**Task instructions**
• 1. According to the essay on Middle Eastern Christianity, which church does the writer's mother belong to?
• 2. In the entries, take the lines starting with the one containing "Target: purple lavender flower" and going through the one containing "POLYGON ((227 102, 242". Rewrite only those lines, changing "lavender" to "violet" and leaving everything else as it is.

-- START Page text --

By Tuesday, August 8, 2017

My mother is Chaldean Catholic; my father is Syrian (some say it “Syriac”) Orthodox. They’ve always had an ecumenical marriage. When we lived in Greece as refugees, my dad met American evangelical missionaries who told him that his and my mom’s faiths were only “traditions” – that they were not really Christian. In order to be a real Christian, they said, he and my mom had to be “born again.”

That was my parents’ first exposure to that particular type of American evangelical dogma – the kind that views the ancient Christian churches as mere cultural forms bereft of zeal for the Lord Jesus Christ. This is only one manifestation of the ignorance of Western Christians about their brethren in the East; until the genocide of Iraqi Christians made some news in recent years, many didn’t even know there were any Christians in the Middle East. They thought it was a land of Muslims only. Some of the Middle Eastern sectarian fighting, in part, happens as different sects try to educate the West about the context and the landscape of Christianity in the Middle East. I don’t think it’s going well.

-- END Page text --
-- START Data records --

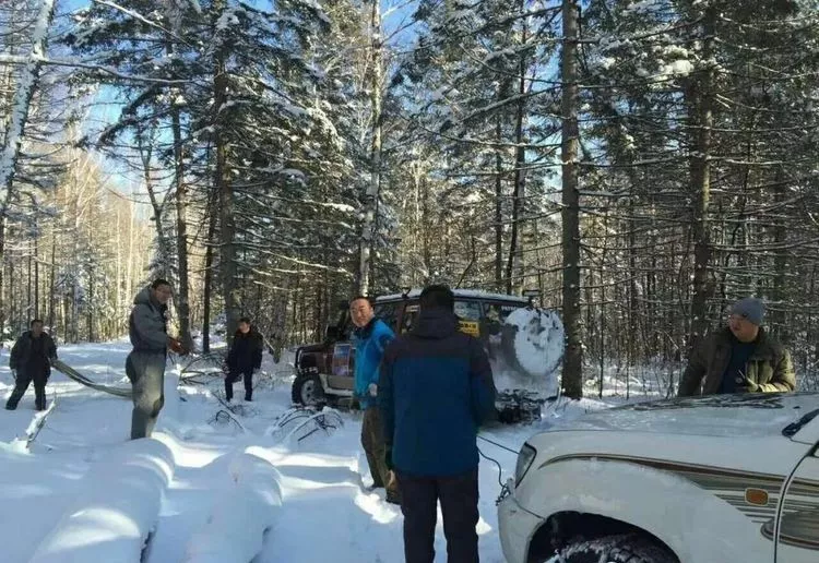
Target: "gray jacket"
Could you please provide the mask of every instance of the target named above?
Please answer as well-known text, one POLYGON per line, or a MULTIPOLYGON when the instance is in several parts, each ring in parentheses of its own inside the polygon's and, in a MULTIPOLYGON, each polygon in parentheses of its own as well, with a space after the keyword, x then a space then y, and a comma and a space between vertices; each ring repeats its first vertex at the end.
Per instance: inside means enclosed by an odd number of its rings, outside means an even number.
POLYGON ((128 319, 128 333, 134 351, 165 354, 168 346, 165 326, 167 310, 167 306, 151 298, 151 287, 136 294, 128 319))

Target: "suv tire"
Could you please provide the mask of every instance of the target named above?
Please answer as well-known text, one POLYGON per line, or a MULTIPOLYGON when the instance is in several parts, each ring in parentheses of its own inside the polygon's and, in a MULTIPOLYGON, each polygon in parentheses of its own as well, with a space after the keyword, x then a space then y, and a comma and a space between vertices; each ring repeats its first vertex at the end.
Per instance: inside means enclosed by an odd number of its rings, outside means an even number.
MULTIPOLYGON (((551 561, 551 560, 547 560, 551 561)), ((569 542, 556 559, 562 563, 679 563, 665 548, 638 534, 569 542), (562 559, 560 559, 562 558, 562 559)))
POLYGON ((321 380, 316 374, 296 375, 290 388, 290 399, 294 405, 305 407, 316 407, 323 405, 324 388, 321 386, 321 380))

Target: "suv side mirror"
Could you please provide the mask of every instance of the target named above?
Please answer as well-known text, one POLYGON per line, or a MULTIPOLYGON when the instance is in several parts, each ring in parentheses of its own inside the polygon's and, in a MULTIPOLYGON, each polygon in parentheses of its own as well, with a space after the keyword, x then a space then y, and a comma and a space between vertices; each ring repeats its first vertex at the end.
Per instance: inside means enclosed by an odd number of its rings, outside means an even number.
POLYGON ((324 331, 324 340, 327 342, 334 342, 341 338, 341 331, 335 325, 330 325, 327 327, 327 331, 324 331))

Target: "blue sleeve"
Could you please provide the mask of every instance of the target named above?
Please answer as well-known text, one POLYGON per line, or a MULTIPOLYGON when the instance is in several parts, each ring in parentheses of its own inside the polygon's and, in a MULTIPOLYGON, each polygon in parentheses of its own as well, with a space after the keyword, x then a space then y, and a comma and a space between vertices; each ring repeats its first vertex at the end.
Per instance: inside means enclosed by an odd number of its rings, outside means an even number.
POLYGON ((470 342, 470 387, 472 414, 478 427, 495 418, 495 380, 484 347, 470 342))
POLYGON ((256 342, 256 350, 253 350, 253 369, 260 370, 262 368, 262 358, 264 357, 264 336, 258 335, 256 342))
POLYGON ((384 444, 392 446, 395 434, 395 395, 393 393, 393 366, 392 355, 384 355, 380 366, 381 375, 378 380, 378 408, 381 410, 381 423, 383 424, 384 444))
MULTIPOLYGON (((380 371, 381 371, 381 360, 384 357, 384 350, 387 350, 387 347, 390 346, 390 343, 395 339, 395 333, 392 332, 392 328, 387 326, 387 323, 379 322, 377 327, 379 328, 378 333, 372 335, 373 338, 373 345, 376 346, 376 350, 378 351, 378 362, 379 366, 372 371, 372 380, 370 383, 379 383, 381 380, 380 371)), ((379 387, 381 385, 379 384, 379 387)))

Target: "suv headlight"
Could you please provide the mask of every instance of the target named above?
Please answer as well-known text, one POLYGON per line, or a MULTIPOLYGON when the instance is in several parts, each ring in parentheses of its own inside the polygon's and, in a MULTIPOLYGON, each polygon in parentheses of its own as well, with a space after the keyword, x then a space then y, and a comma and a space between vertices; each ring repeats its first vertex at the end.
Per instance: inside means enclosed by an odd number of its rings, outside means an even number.
POLYGON ((529 444, 523 444, 521 452, 518 454, 518 464, 514 467, 515 487, 523 480, 523 477, 526 475, 526 471, 529 471, 529 468, 532 466, 532 462, 535 460, 536 456, 537 450, 529 444))

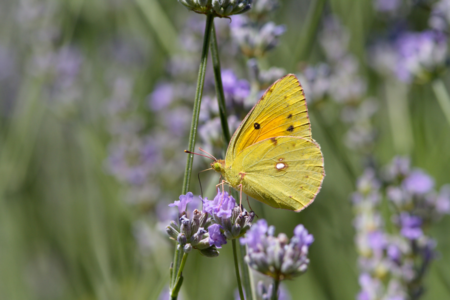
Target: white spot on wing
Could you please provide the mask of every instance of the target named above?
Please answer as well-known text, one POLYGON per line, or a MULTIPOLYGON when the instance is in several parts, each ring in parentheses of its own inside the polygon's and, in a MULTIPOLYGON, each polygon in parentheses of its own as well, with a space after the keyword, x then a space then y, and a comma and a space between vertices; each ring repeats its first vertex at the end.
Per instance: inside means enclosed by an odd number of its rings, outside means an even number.
POLYGON ((284 168, 285 166, 286 166, 284 165, 284 164, 282 164, 282 162, 278 162, 275 166, 275 168, 278 168, 279 170, 280 170, 282 168, 284 168))

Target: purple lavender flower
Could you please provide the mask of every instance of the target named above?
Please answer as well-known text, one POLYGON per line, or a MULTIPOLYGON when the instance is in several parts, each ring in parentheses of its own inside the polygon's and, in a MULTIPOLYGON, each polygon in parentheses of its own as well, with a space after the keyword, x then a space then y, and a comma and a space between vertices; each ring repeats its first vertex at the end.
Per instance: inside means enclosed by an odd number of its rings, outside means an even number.
POLYGON ((435 31, 406 32, 397 39, 396 48, 396 74, 406 82, 436 72, 444 65, 447 56, 446 38, 435 31))
POLYGON ((314 239, 302 225, 297 226, 290 241, 284 234, 274 236, 274 228, 260 220, 252 227, 245 238, 248 252, 246 262, 255 270, 277 280, 290 278, 306 272, 310 262, 307 256, 314 239))
POLYGON ((402 186, 409 192, 422 195, 432 190, 434 186, 434 181, 428 174, 422 170, 416 170, 404 178, 402 186))
POLYGON ((446 184, 440 188, 434 205, 438 214, 450 214, 450 184, 446 184))
POLYGON ((222 226, 218 224, 212 224, 208 227, 210 234, 208 240, 210 246, 215 246, 216 248, 222 248, 222 245, 226 244, 225 236, 220 232, 222 226))
POLYGON ((159 112, 168 108, 175 96, 175 88, 168 82, 160 82, 156 84, 149 97, 150 108, 154 112, 159 112))
POLYGON ((260 26, 244 17, 232 25, 234 40, 244 54, 249 58, 260 57, 274 48, 278 44, 280 37, 286 31, 284 25, 268 22, 260 26))
MULTIPOLYGON (((178 222, 170 221, 170 224, 166 227, 166 232, 170 238, 178 242, 177 246, 185 253, 188 253, 192 249, 197 249, 200 254, 205 256, 216 256, 218 255, 217 250, 210 244, 208 231, 211 220, 208 219, 208 213, 194 210, 192 218, 187 217, 186 206, 193 198, 192 194, 188 192, 186 195, 180 195, 179 200, 169 204, 171 207, 178 206, 178 222)), ((216 231, 214 227, 212 229, 212 232, 216 231)), ((214 238, 217 240, 218 237, 216 236, 214 238)))
POLYGON ((226 192, 220 192, 218 190, 217 195, 212 201, 204 201, 204 207, 205 212, 211 214, 215 214, 218 218, 229 218, 232 211, 236 205, 236 200, 226 192))
POLYGON ((227 102, 242 103, 250 94, 250 84, 246 80, 238 80, 230 70, 222 70, 222 84, 227 102))
POLYGON ((450 1, 440 0, 432 6, 428 24, 433 29, 448 32, 450 24, 450 1))
POLYGON ((234 240, 242 236, 252 226, 254 212, 240 207, 234 198, 226 192, 217 195, 212 201, 205 198, 204 208, 210 214, 216 224, 220 225, 225 236, 234 240))
POLYGON ((180 195, 180 200, 176 200, 174 203, 170 204, 169 206, 171 208, 176 206, 178 206, 178 214, 186 214, 188 204, 192 202, 194 194, 190 192, 188 192, 186 195, 180 195))
POLYGON ((420 217, 410 216, 407 212, 402 212, 400 214, 399 221, 402 226, 400 233, 406 238, 417 240, 424 234, 420 227, 422 220, 420 217))

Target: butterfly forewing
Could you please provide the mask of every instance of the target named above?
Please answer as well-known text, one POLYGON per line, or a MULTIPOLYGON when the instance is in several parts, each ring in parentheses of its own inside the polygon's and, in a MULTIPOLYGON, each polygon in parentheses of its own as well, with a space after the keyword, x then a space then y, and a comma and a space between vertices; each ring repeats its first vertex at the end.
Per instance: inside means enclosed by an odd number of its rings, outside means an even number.
POLYGON ((272 207, 296 211, 312 202, 325 175, 318 144, 295 136, 272 138, 252 144, 231 166, 242 172, 246 194, 272 207))
POLYGON ((248 113, 230 142, 226 161, 255 143, 280 136, 312 140, 303 88, 292 74, 272 84, 248 113))

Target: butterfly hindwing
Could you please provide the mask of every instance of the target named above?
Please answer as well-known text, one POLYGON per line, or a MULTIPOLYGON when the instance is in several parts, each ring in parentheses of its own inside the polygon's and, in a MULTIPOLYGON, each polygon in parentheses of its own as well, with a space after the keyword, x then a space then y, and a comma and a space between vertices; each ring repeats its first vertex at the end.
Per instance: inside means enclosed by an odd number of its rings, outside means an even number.
POLYGON ((242 121, 230 142, 227 164, 252 144, 288 136, 312 140, 303 88, 292 74, 272 84, 242 121))
POLYGON ((247 147, 231 168, 240 172, 242 190, 248 196, 296 211, 312 202, 325 176, 320 146, 296 136, 272 138, 247 147))

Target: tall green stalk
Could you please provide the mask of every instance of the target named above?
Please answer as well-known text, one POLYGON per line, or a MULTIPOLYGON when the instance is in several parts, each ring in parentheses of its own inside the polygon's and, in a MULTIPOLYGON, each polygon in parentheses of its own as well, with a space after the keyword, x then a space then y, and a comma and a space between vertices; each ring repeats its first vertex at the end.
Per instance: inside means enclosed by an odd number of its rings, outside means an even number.
MULTIPOLYGON (((208 58, 208 49, 210 45, 210 37, 211 28, 212 26, 214 16, 208 14, 206 16, 206 24, 204 28, 204 35, 203 38, 203 47, 202 50, 202 56, 200 60, 200 67, 198 70, 198 77, 197 80, 197 88, 196 90, 196 98, 194 100, 194 108, 192 114, 192 122, 190 126, 190 131, 189 134, 189 144, 188 150, 193 152, 196 144, 196 138, 197 134, 197 126, 198 124, 198 116, 200 113, 200 103, 203 93, 203 86, 204 85, 204 74, 206 70, 206 62, 208 58)), ((182 194, 186 194, 189 190, 189 182, 190 181, 190 174, 192 172, 192 164, 194 154, 188 154, 186 162, 186 168, 184 170, 184 178, 183 180, 183 187, 182 194)), ((178 297, 178 293, 182 284, 182 271, 184 264, 188 258, 188 254, 184 253, 182 258, 180 261, 181 249, 177 246, 175 250, 174 262, 170 267, 170 298, 176 300, 178 297)))
POLYGON ((211 32, 211 57, 212 58, 212 68, 214 70, 214 80, 216 83, 216 94, 218 102, 219 116, 220 117, 220 124, 222 126, 222 132, 224 138, 226 142, 226 144, 231 139, 230 129, 228 127, 228 120, 226 118, 226 111, 225 107, 225 95, 224 94, 224 86, 222 84, 222 76, 220 73, 220 61, 219 59, 218 48, 217 46, 217 39, 216 37, 216 28, 212 24, 211 32))
MULTIPOLYGON (((202 58, 200 60, 200 68, 198 70, 198 77, 197 79, 197 88, 196 90, 196 98, 194 100, 194 109, 192 114, 192 122, 189 133, 189 144, 188 150, 194 152, 196 145, 196 138, 197 135, 197 126, 198 125, 198 116, 200 114, 200 102, 203 94, 203 86, 204 85, 204 74, 206 70, 206 62, 208 60, 208 48, 210 46, 210 36, 211 28, 214 16, 212 14, 206 16, 206 25, 204 27, 204 35, 203 38, 203 47, 202 49, 202 58)), ((190 181, 190 173, 192 172, 192 163, 194 154, 188 154, 186 162, 186 168, 184 170, 184 178, 183 180, 183 189, 182 194, 186 194, 189 190, 189 182, 190 181)))

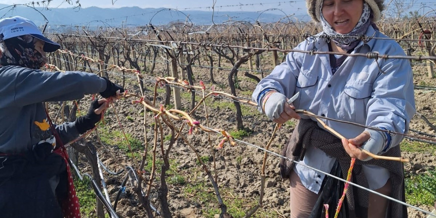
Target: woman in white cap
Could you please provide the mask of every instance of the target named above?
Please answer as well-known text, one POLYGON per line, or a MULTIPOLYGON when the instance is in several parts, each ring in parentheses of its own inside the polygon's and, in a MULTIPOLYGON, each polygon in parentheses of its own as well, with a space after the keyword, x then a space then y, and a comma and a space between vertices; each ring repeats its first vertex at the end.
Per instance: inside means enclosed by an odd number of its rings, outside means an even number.
POLYGON ((0 19, 0 217, 79 218, 79 202, 60 146, 95 126, 106 100, 91 103, 74 122, 52 123, 43 102, 100 93, 117 98, 122 88, 83 72, 39 68, 58 49, 31 21, 0 19), (99 114, 97 114, 98 113, 99 114))
MULTIPOLYGON (((282 151, 283 156, 322 171, 337 175, 341 171, 343 177, 351 158, 357 158, 353 182, 404 201, 402 164, 372 159, 360 148, 375 154, 400 156, 398 145, 403 137, 388 131, 407 132, 415 113, 410 65, 405 59, 375 60, 342 54, 378 52, 405 55, 400 46, 381 33, 374 23, 380 18, 383 0, 307 0, 306 3, 309 15, 321 23, 323 31, 295 49, 336 54, 289 53, 285 62, 259 83, 253 99, 261 111, 278 123, 299 119, 282 151), (288 104, 288 99, 297 93, 293 103, 288 104), (300 117, 295 109, 373 128, 326 120, 349 139, 341 141, 314 118, 300 117)), ((335 187, 336 181, 287 160, 282 160, 280 171, 283 178, 290 179, 292 218, 320 217, 320 205, 326 202, 333 215, 337 202, 331 197, 340 197, 342 191, 335 187)), ((346 196, 342 217, 407 217, 402 205, 352 186, 346 196)))

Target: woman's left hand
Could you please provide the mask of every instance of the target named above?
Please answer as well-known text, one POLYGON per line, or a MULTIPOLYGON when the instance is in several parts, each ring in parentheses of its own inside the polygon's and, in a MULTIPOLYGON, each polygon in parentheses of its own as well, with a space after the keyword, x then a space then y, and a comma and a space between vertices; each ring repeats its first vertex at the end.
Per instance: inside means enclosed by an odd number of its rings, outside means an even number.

-- END Data records --

**Task-by-task outputs**
• 1. Chaldean Catholic

• 2.
Target: purple violet flower
Could you please provide the mask of every instance of the target named above?
Please answer as well-known text, one POLYGON per line, or a MULTIPOLYGON when the instance is in several parts, each ring in parentheses of its own inside the polygon's and, in a MULTIPOLYGON, each polygon in parentheses of its own as well, with a space after the keyword, x then a space then y, and a comma and a space between vertices; each ring repeats its first vertex at the end.
Per instance: inside means enclosed by an odd number of its rings, outside means an even number.
POLYGON ((435 31, 406 32, 397 39, 396 48, 396 74, 406 82, 436 72, 444 65, 447 56, 446 38, 435 31))
POLYGON ((314 239, 302 225, 297 226, 290 241, 284 234, 274 236, 274 228, 260 220, 252 227, 245 238, 248 252, 246 262, 255 270, 277 280, 290 278, 306 272, 310 262, 307 256, 314 239))
POLYGON ((402 186, 409 192, 422 195, 432 190, 434 186, 434 181, 428 174, 422 170, 416 170, 404 178, 402 186))
POLYGON ((446 184, 440 188, 434 205, 438 214, 450 214, 450 184, 446 184))
POLYGON ((222 226, 218 224, 212 224, 208 227, 210 234, 208 240, 210 246, 215 246, 216 248, 222 248, 222 245, 226 244, 225 236, 220 232, 222 226))
POLYGON ((159 112, 168 108, 175 96, 175 88, 168 82, 160 82, 156 84, 149 97, 150 108, 154 112, 159 112))
POLYGON ((260 26, 244 17, 232 25, 234 40, 244 54, 249 58, 260 57, 274 48, 278 44, 280 37, 286 31, 284 25, 268 22, 260 26))
MULTIPOLYGON (((178 222, 170 221, 170 224, 166 227, 166 232, 170 238, 178 242, 177 246, 185 253, 188 253, 192 249, 197 249, 200 254, 205 256, 216 256, 218 255, 217 250, 210 244, 208 231, 211 220, 208 219, 208 213, 194 210, 192 218, 187 217, 186 206, 193 198, 192 194, 188 192, 186 195, 180 195, 179 200, 169 204, 171 207, 178 206, 178 222)), ((216 231, 214 227, 212 229, 212 232, 216 231)), ((214 238, 217 240, 218 237, 216 236, 214 238)))
POLYGON ((226 192, 220 192, 218 190, 217 195, 212 201, 204 201, 204 207, 205 212, 211 214, 215 214, 218 218, 229 218, 232 211, 236 205, 236 200, 226 192))
POLYGON ((227 102, 242 103, 250 94, 250 84, 246 80, 238 80, 230 70, 222 70, 222 84, 227 102))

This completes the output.